■ **What to do**:
Among the entries that follow, find every line with the word "bathroom" and copy it.

--- Data extract Enclosed Below ---

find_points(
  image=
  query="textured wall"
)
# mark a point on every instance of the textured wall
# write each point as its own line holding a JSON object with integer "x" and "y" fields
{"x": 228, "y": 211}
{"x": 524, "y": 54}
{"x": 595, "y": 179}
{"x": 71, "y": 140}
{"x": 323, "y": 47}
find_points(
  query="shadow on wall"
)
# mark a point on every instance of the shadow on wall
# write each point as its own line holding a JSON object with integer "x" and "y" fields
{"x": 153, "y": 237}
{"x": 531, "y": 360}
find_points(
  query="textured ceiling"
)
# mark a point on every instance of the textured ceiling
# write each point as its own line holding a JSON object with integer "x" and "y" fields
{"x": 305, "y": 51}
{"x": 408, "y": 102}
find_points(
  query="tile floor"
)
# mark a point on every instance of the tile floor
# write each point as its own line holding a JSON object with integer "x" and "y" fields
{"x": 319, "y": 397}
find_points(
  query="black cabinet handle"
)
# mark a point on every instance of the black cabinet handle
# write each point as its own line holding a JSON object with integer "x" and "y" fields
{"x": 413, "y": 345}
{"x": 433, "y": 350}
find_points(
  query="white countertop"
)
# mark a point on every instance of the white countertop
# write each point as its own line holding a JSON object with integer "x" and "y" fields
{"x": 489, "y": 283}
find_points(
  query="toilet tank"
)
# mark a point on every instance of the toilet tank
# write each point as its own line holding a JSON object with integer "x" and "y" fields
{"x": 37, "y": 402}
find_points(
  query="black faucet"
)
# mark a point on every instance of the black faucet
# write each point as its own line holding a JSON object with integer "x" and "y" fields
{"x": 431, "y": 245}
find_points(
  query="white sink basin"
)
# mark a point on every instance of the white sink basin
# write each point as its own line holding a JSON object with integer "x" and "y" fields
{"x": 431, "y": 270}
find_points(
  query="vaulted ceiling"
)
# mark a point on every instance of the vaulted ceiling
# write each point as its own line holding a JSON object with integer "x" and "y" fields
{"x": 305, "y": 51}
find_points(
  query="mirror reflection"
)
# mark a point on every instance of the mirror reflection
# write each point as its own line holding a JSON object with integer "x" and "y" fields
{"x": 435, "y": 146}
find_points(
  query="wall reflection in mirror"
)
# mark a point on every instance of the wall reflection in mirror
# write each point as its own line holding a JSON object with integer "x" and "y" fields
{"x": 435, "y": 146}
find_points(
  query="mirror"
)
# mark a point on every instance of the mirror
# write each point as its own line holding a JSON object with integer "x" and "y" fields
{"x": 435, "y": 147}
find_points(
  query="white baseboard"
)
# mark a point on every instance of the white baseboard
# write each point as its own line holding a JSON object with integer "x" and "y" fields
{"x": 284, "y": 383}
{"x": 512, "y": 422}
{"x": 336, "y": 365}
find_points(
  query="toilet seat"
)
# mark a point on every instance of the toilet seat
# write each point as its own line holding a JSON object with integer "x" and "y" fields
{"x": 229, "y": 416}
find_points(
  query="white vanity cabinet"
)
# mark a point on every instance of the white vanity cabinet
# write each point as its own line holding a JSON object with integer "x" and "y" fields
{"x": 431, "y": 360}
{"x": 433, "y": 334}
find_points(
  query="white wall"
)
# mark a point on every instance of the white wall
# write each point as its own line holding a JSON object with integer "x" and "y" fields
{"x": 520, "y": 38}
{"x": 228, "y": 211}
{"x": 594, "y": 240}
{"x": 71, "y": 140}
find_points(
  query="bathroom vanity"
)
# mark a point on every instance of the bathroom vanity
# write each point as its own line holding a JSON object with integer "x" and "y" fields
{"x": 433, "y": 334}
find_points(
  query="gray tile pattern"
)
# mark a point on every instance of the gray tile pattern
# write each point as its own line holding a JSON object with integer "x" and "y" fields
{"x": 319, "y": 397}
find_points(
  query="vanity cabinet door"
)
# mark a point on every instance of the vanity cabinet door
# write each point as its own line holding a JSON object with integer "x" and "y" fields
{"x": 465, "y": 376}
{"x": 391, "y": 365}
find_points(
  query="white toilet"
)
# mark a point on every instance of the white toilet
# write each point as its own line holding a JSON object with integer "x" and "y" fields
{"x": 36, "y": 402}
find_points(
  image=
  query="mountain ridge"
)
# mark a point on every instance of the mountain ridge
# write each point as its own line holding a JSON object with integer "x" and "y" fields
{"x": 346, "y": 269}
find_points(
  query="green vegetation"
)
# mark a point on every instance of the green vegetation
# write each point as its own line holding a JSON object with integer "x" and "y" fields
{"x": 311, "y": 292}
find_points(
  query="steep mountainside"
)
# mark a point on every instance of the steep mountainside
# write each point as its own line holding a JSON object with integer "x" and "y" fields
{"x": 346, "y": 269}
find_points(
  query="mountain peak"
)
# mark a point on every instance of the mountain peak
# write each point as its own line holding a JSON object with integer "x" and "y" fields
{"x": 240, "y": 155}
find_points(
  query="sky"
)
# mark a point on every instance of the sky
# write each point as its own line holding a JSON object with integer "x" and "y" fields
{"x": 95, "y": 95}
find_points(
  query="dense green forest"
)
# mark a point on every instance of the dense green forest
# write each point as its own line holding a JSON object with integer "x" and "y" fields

--- End of Enclosed Data extract ---

■ **Exercise response**:
  query="bathroom vanity"
# mark a point on every instance of the bathroom vanity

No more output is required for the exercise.